Echo the report text word for word, from "New report suggests" to "2016 and 2019.".

__Selected text__:
# # # # # # #
New report suggests students still need more academic support after COVID-19

A new report from the education research organization NWEA suggests that K-12 academic performance is still lagging behind pre-pandemic trends, despite efforts in school districts across the country to combat “learning loss” that came as a result of the pandemic.

According to an NWEA news release, the new report features data from the 2023-24 academic year and “underscores that unfinished learning continues to be a challenge due to lower achievement gains compared to pre-pandemic trends.” The report analyzed test scores from approximately 7.7 million U.S. students currently in grades 3 – 8 in 22,400 public schools who took the MAP Growth assessment in 2023-24. The sample compared scores to a similar group of 10 million students who tested in grades 3-8 in the pre-COVID school years between 2016 and 2019.
# # # # # # #
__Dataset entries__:
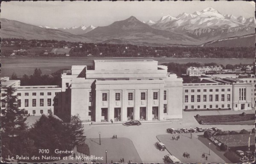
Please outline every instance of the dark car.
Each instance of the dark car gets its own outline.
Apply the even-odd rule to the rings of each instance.
[[[204,132],[204,130],[202,129],[201,127],[196,127],[195,128],[198,132]]]
[[[177,130],[172,127],[171,128],[168,128],[166,129],[166,131],[167,131],[167,132],[170,133],[172,134],[176,133],[177,133]]]
[[[131,120],[129,122],[126,122],[123,124],[125,126],[131,126],[131,125],[140,125],[141,123],[140,121],[138,120]]]
[[[160,151],[164,151],[166,149],[165,145],[162,142],[157,142],[155,144]]]

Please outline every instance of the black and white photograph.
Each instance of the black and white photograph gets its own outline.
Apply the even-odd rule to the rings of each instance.
[[[254,1],[0,3],[1,163],[255,161]]]

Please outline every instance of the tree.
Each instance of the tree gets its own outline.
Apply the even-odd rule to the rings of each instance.
[[[16,154],[16,147],[12,145],[26,132],[27,127],[25,123],[26,119],[22,116],[24,110],[19,109],[17,96],[14,95],[15,91],[11,87],[7,88],[2,93],[4,98],[1,100],[2,104],[6,105],[5,108],[2,108],[1,116],[1,146],[3,150],[1,156],[4,158]]]

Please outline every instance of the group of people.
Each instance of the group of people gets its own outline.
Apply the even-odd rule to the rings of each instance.
[[[205,158],[205,159],[206,159],[207,160],[207,159],[208,159],[208,156],[207,156],[207,155],[205,155],[205,153],[203,153],[203,155],[202,155],[202,156],[203,157],[203,158]]]
[[[115,135],[114,134],[113,135],[113,136],[112,136],[112,139],[117,139],[117,136],[116,136],[116,136],[115,136]]]
[[[190,155],[189,155],[189,153],[188,153],[187,152],[184,152],[183,153],[183,156],[184,157],[184,158],[190,158]]]
[[[175,139],[176,140],[180,139],[180,136],[179,135],[178,136],[172,136],[172,140],[174,140]]]

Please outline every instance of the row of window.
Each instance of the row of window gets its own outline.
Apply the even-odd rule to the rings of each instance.
[[[133,92],[128,92],[128,100],[133,100]],[[89,102],[91,102],[91,93],[90,92],[89,95]],[[153,99],[154,100],[158,99],[158,92],[154,92],[153,93]],[[163,91],[163,99],[166,100],[167,99],[167,91],[166,90]],[[121,99],[121,93],[116,93],[116,101],[120,101]],[[140,93],[140,100],[146,100],[146,93],[145,92],[141,92]],[[108,101],[108,93],[102,93],[102,101]]]
[[[58,92],[55,92],[55,95],[58,95]],[[40,92],[40,96],[44,96],[44,92]],[[47,95],[48,96],[51,96],[52,95],[52,92],[47,92]],[[17,93],[17,96],[21,96],[21,93]],[[26,92],[25,93],[25,96],[29,96],[29,93],[28,92]],[[32,96],[36,96],[36,92],[33,92],[32,93]]]
[[[201,106],[200,105],[198,105],[197,106],[197,108],[198,109],[200,109],[201,108]],[[207,108],[207,105],[204,105],[204,109],[206,109]],[[209,105],[209,108],[212,108],[212,105]],[[191,105],[191,109],[195,109],[195,106],[194,105]],[[227,105],[227,107],[230,107],[230,104],[228,104]],[[187,109],[188,107],[188,106],[187,105],[186,105],[185,106],[185,109]],[[218,105],[215,105],[215,108],[218,108],[219,107],[220,107],[220,106],[219,107]],[[225,107],[225,105],[224,104],[222,104],[221,105],[221,107],[222,108],[224,108]]]
[[[209,91],[211,92],[212,92],[212,89],[209,89]],[[228,92],[230,92],[230,88],[227,88],[227,90]],[[207,92],[207,89],[204,89],[203,90],[204,92]],[[218,92],[219,91],[219,89],[215,89],[215,92]],[[192,89],[190,90],[191,92],[195,92],[195,90],[194,89]],[[221,89],[221,92],[225,92],[225,89]],[[185,89],[185,92],[186,93],[188,93],[189,92],[189,90],[188,89]],[[198,89],[197,90],[197,92],[201,92],[201,89]]]
[[[54,105],[58,106],[58,99],[55,98],[54,99]],[[43,107],[44,105],[44,99],[40,99],[40,105],[39,106]],[[20,99],[17,99],[17,105],[18,107],[20,107],[21,106],[21,100]],[[29,99],[25,99],[24,100],[25,103],[25,107],[29,107]],[[2,107],[6,107],[6,104],[3,102],[2,102]],[[47,106],[52,106],[52,99],[47,99]],[[37,106],[36,105],[36,99],[32,99],[32,107],[35,107]]]
[[[191,102],[195,102],[195,95],[191,95]],[[197,102],[201,102],[201,95],[197,95]],[[228,94],[227,95],[227,98],[228,102],[230,101],[230,94]],[[212,102],[212,95],[210,94],[209,95],[209,101]],[[215,95],[215,101],[218,102],[219,101],[219,95],[216,94]],[[225,95],[224,94],[221,94],[221,101],[224,102],[225,101]],[[207,95],[203,95],[203,102],[207,102]],[[189,96],[188,95],[185,95],[185,102],[189,102]]]

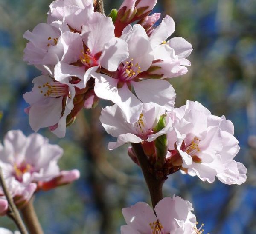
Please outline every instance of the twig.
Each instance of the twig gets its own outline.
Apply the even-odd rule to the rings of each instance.
[[[35,211],[32,197],[21,210],[22,217],[26,225],[31,234],[44,234],[44,231]]]
[[[145,180],[149,190],[152,205],[154,208],[156,205],[163,199],[163,185],[164,179],[157,179],[154,172],[150,171],[151,166],[148,157],[144,154],[140,143],[131,143],[143,172]]]
[[[15,222],[21,234],[28,234],[28,232],[20,217],[20,213],[13,202],[12,197],[6,186],[1,167],[0,167],[0,183],[1,183],[3,190],[8,202],[9,211],[8,215]]]

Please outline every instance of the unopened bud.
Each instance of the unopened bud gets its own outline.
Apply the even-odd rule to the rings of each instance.
[[[47,182],[40,182],[38,183],[38,189],[47,191],[56,187],[72,183],[80,177],[78,170],[61,171],[58,176]]]
[[[6,199],[0,198],[0,216],[5,215],[8,210],[8,203]]]
[[[159,121],[154,131],[157,132],[166,126],[166,115],[160,117]],[[157,149],[157,166],[161,167],[163,165],[167,154],[167,137],[166,134],[158,137],[154,141]]]
[[[155,154],[156,148],[154,141],[145,141],[142,143],[142,145],[144,153],[148,157],[152,156]]]

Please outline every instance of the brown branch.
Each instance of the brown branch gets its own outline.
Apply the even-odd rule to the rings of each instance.
[[[152,205],[154,208],[156,205],[163,199],[163,178],[158,179],[152,170],[148,157],[145,154],[140,143],[131,143],[132,148],[136,154],[147,185],[149,190]]]
[[[31,234],[44,234],[40,223],[35,211],[32,197],[21,210],[21,214],[26,225]]]
[[[6,197],[6,200],[8,202],[9,211],[8,211],[8,215],[15,222],[21,234],[28,234],[28,232],[25,227],[24,223],[23,223],[22,220],[20,215],[20,213],[19,213],[16,205],[14,204],[12,197],[7,188],[3,174],[2,168],[0,167],[0,183],[3,188],[4,194]]]
[[[97,0],[97,3],[96,4],[96,9],[97,11],[98,12],[102,14],[104,14],[103,0]]]

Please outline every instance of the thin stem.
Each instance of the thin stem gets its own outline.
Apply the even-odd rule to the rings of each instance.
[[[140,143],[131,143],[141,168],[145,180],[149,190],[152,205],[154,208],[156,205],[163,199],[163,185],[164,179],[158,179],[151,170],[151,168],[148,157],[145,154]]]
[[[103,0],[97,0],[96,4],[97,11],[100,13],[104,14],[104,7],[103,6]]]
[[[33,205],[33,201],[34,198],[32,198],[21,210],[21,214],[30,233],[44,234],[44,231]]]
[[[0,183],[3,188],[3,190],[6,198],[6,200],[8,202],[8,208],[9,211],[8,215],[15,222],[21,234],[28,234],[28,232],[26,231],[26,228],[25,227],[25,225],[23,223],[23,221],[20,217],[20,213],[19,213],[16,205],[14,204],[12,197],[7,188],[3,174],[2,168],[1,168],[0,167]]]

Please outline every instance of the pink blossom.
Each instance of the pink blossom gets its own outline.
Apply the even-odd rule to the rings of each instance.
[[[230,120],[190,101],[169,115],[173,121],[167,134],[169,157],[181,157],[183,171],[210,183],[216,176],[227,184],[245,181],[246,168],[233,160],[240,148]]]
[[[59,27],[64,32],[81,32],[82,26],[93,13],[93,0],[60,0],[50,5],[47,23]]]
[[[175,93],[169,83],[163,80],[140,78],[140,73],[149,68],[154,59],[153,49],[145,29],[139,24],[132,27],[128,26],[121,38],[128,45],[129,57],[115,72],[92,74],[95,78],[96,95],[118,105],[130,123],[138,119],[143,108],[141,101],[172,110]],[[137,97],[131,91],[131,87]]]
[[[186,73],[190,62],[186,58],[192,50],[191,44],[177,37],[166,40],[175,30],[172,18],[166,15],[162,23],[151,31],[150,41],[154,49],[154,62],[148,71],[162,79],[176,77]]]
[[[55,66],[55,79],[60,80],[76,77],[81,81],[74,85],[84,88],[91,74],[99,67],[110,71],[115,71],[121,62],[127,57],[128,52],[127,43],[115,37],[114,29],[111,18],[98,12],[92,14],[83,26],[81,37],[76,40],[74,37],[70,37],[66,40],[67,51],[70,46],[75,49],[71,55],[63,57]],[[85,50],[83,43],[86,47]],[[70,64],[75,61],[77,61],[78,66]]]
[[[154,210],[156,214],[144,202],[122,209],[127,225],[121,227],[121,234],[199,233],[196,217],[191,212],[193,210],[191,203],[181,197],[165,197]]]
[[[60,35],[58,29],[44,23],[38,24],[32,32],[26,31],[23,37],[29,42],[24,50],[24,60],[29,64],[56,64],[62,52],[58,45]]]
[[[61,171],[59,175],[49,181],[40,181],[38,188],[47,191],[56,187],[72,183],[80,177],[80,172],[77,170]]]
[[[53,132],[59,137],[65,136],[66,120],[74,107],[75,90],[68,80],[61,81],[49,76],[37,77],[33,80],[32,91],[23,94],[25,101],[30,105],[29,124],[35,131],[58,123]]]
[[[158,132],[154,130],[160,116],[165,114],[165,109],[159,106],[143,104],[143,108],[135,123],[126,120],[125,113],[116,105],[107,106],[102,111],[100,120],[105,130],[117,141],[111,142],[109,149],[114,149],[126,143],[138,143],[146,140],[151,142],[157,137],[165,134],[171,129],[171,121]]]

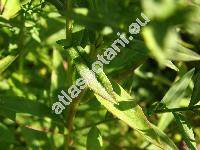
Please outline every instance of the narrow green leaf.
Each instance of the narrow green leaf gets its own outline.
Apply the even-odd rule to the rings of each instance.
[[[161,100],[167,108],[176,108],[180,106],[181,99],[184,96],[184,92],[188,87],[192,76],[194,74],[194,69],[187,72],[181,79],[176,81],[173,86],[168,90],[163,99]],[[164,130],[172,121],[173,115],[171,113],[161,115],[161,119],[158,122],[158,127]]]
[[[101,150],[103,140],[97,127],[92,127],[87,135],[87,150]]]
[[[155,144],[157,147],[161,149],[177,149],[175,144],[167,135],[147,120],[142,108],[137,105],[135,101],[132,101],[132,97],[119,85],[113,85],[119,104],[110,103],[95,94],[98,101],[114,116],[124,121],[134,130],[138,131],[142,136],[144,136],[151,143]]]
[[[188,148],[190,150],[196,150],[196,143],[192,127],[187,123],[187,120],[182,114],[173,112],[173,115],[178,125],[178,129],[180,130]]]
[[[0,60],[0,73],[5,71],[8,66],[17,58],[17,56],[8,55]]]
[[[6,127],[4,124],[0,123],[0,143],[13,143],[15,142],[14,133],[12,133],[8,127]]]
[[[110,102],[115,103],[115,99],[106,91],[102,84],[97,80],[93,71],[86,65],[85,61],[81,58],[79,52],[75,48],[68,49],[69,55],[72,59],[80,76],[86,81],[88,87],[96,94],[102,96]]]
[[[192,97],[189,106],[193,106],[200,101],[200,71],[197,72],[196,79],[194,82],[194,89],[192,92]]]

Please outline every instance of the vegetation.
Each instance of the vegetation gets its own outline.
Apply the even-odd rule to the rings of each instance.
[[[0,0],[0,149],[198,149],[199,50],[199,0]],[[80,77],[92,82],[55,114]]]

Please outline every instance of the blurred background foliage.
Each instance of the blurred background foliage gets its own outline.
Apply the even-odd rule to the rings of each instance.
[[[150,18],[104,71],[179,149],[198,147],[198,109],[158,112],[162,104],[191,108],[200,100],[200,1],[72,2],[73,44],[84,47],[91,60],[118,38],[117,32],[128,35],[141,12]],[[70,107],[62,115],[51,111],[60,91],[77,78],[66,50],[56,44],[65,38],[64,3],[0,0],[0,149],[159,149],[107,111],[90,90],[81,97],[66,140]]]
# # # # # # #
__Answer section__:
New report suggests students still need more academic support after COVID-19

A new report from the education research organization NWEA suggests that K-12 academic performance is still lagging behind pre-pandemic trends, despite efforts in school districts across the country to combat “learning loss” that came as a result of the pandemic.

According to an NWEA news release, the new report features data from the 2023-24 academic year and “underscores that unfinished learning continues to be a challenge due to lower achievement gains compared to pre-pandemic trends.” The report analyzed test scores from approximately 7.7 million U.S. students currently in grades 3 – 8 in 22,400 public schools who took the MAP Growth assessment in 2023-24. The sample compared scores to a similar group of 10 million students who tested in grades 3-8 in the pre-COVID school years between 2016 and 2019.